GIVEN INSTRUCTION A: Name the three key areas that the briefing transcript says the planned Bureau of Cyberspace and Digital Policy will focus on.
GIVEN INSTRUCTION B: In the briefing transcript, retype everything from "And finally, since" down to "the American people.".

DOCUMENT PASSAGE:
And finally, since the beginning of this administration, you’ve heard the Secretary acknowledge we are in a fundamentally new era in global affairs – a world in which the climate crisis, global health, and emerging technologies will increasingly be at the core of our common endeavors with allies and partners as well as our competition with rivals and adversaries. The power and purpose of American diplomacy will be even more critical to safeguard and accelerate our domestic renewal and deliver on the needs and aspirations of the American people.
As one element of our broader State Department modernization effort, we undertook an extensive review of cyberspace and emerging technology policy and organization. That team, led by Deputy Secretary Wendy Sherman and Deputy Secretary for Management and Resources Brian McKeon, consulted widely with outside experts, former government officials, partners in government, and with members of Congress and their staffs. The review is now complete, and the Secretary has reviewed the findings carefully, and decided to pursue a couple of rather historic changes.
Pending consultations with Congress, we plan to establish a Bureau of Cyberspace and Digital Policy, led by a Senate-confirmed ambassador-at-large which will focus on three key areas: international cyberspace security, international digital policy, and digital freedom. This will integrate the core security, economic, and values components of our cyber agenda. We also plan to establish a new special envoy for critical and emerging technology to lead the immediate technology diplomacy agenda with our allies, partners, and across the range of multilateral fora.
Secretary Blinken will deliver remarks on this and the broader modernization agenda at 11:30 a.m. on Wednesday – this coming Wednesday, October 27th, 2021 – at the Department of State’s Foreign Service Institute. I hope many of you will certainly tune in.
So with that, I’m happy to turn to your questions.
QUESTION: Ned, just on that last one, didn’t the previous administration try to set up the same kind of thing, and you guys put the kibosh on it?
MR PRICE: So, Matt, this is – this is quite different. So what the previous administration set up – what they proposed, I should say – was to create a bureau that would be responsible for the national security aspects of cyberspace security and security-related aspects of emerging technology. The Cyberspace Security and Emerging Technology Bureau would have been placed under the under secretary for arms control and international security. So this is a very different structure. This is a bureau that is focused on the issues that are most critical to cyber, to emerging technologies, but also with the cyber envoy attached separately.
QUESTION: Well, okay. But it just seems like it’s the same kind of addition – additional layer of bureaucracy that you guys didn’t want to when it was the last administration’s idea, and now – I mean, what difference does it make which under secretary of state it reports to? It would still be led by its own senate-confirmed assistant secretary, right? I guess I just don’t understand what —
MR PRICE: So —
QUESTION: Suddenly you see value in this?
MR PRICE: Well, we’ve always seen value in prioritizing cyber and emerging technologies. The point we have made is that even with the creation of this new bureau, even with the creation of the new cyber envoy, these issues are going to be pervasive across the department, across the government.

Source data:
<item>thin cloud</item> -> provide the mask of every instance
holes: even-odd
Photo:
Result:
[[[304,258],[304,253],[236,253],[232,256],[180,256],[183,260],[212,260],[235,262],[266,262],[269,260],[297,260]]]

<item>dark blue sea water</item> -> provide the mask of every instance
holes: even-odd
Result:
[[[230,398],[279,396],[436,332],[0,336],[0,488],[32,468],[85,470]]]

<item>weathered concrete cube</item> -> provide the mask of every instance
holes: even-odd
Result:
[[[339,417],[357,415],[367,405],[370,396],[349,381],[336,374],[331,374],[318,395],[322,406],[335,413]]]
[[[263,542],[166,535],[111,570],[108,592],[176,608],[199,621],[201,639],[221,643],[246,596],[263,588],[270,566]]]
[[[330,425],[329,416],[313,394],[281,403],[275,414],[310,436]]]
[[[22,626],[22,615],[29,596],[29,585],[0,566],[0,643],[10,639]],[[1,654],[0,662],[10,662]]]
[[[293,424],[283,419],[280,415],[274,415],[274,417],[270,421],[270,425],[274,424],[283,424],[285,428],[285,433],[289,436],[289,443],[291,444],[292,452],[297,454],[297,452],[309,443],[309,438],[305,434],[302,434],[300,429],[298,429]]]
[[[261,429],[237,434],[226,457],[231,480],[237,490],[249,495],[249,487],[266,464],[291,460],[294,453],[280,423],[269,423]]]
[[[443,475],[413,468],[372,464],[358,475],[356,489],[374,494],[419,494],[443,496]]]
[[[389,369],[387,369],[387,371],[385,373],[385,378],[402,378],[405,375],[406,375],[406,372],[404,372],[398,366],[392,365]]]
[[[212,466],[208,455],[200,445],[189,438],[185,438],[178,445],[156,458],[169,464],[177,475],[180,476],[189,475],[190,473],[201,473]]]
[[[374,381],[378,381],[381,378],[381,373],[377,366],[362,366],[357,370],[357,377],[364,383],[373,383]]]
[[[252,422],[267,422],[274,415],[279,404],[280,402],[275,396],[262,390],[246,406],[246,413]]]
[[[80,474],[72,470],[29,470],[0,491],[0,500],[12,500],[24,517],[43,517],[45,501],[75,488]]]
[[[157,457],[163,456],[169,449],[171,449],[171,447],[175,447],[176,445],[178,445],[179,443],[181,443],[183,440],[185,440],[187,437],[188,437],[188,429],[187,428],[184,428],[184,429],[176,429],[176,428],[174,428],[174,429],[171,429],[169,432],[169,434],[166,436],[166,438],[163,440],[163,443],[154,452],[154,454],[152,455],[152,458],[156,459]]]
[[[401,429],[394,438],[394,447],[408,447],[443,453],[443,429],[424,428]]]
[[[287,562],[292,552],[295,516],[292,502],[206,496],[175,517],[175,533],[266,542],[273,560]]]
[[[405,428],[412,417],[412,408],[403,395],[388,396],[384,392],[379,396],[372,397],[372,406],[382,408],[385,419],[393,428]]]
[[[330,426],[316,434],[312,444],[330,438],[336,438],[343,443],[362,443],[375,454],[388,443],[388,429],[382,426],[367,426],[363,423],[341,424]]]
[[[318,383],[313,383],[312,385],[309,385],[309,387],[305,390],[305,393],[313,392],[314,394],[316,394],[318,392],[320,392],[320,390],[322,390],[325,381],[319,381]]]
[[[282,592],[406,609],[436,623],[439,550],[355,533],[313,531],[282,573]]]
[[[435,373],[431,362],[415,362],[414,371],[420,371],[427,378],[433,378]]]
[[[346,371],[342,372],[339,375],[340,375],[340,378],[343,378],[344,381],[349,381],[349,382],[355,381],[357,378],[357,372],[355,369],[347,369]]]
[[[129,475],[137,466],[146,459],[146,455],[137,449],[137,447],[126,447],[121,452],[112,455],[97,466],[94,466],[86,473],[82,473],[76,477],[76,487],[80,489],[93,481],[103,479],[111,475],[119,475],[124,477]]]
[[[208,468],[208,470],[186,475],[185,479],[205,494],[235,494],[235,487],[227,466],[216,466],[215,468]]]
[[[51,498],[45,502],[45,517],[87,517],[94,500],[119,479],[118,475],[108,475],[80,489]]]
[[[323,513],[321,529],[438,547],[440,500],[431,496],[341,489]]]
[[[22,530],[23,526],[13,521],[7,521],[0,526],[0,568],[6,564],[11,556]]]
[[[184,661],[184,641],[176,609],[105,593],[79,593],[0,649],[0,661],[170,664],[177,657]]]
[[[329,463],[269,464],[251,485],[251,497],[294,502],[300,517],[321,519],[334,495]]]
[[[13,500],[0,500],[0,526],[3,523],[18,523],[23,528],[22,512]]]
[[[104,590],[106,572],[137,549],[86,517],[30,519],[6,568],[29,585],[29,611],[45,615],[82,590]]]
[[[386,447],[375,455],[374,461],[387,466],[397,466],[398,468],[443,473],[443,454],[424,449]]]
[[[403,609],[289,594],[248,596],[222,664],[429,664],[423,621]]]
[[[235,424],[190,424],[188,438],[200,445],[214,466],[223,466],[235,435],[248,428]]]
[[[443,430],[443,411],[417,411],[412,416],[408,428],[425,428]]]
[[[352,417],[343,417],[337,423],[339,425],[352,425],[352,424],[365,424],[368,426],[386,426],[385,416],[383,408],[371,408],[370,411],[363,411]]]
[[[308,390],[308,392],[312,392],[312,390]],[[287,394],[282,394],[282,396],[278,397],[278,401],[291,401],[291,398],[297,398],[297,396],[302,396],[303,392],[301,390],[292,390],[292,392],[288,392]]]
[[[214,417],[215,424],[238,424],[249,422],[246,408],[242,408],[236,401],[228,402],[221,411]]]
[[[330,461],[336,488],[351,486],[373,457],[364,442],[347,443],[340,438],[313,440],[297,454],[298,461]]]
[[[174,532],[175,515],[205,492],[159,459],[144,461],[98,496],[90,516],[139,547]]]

TASK SOLUTION A:
1. International cyberspace security
2. International digital policy
3. Digital freedom

TASK SOLUTION B:
And finally, since the beginning of this administration, you’ve heard the Secretary acknowledge we are in a fundamentally new era in global affairs – a world in which the climate crisis, global health, and emerging technologies will increasingly be at the core of our common endeavors with allies and partners as well as our competition with rivals and adversaries. The power and purpose of American diplomacy will be even more critical to safeguard and accelerate our domestic renewal and deliver on the needs and aspirations of the American people.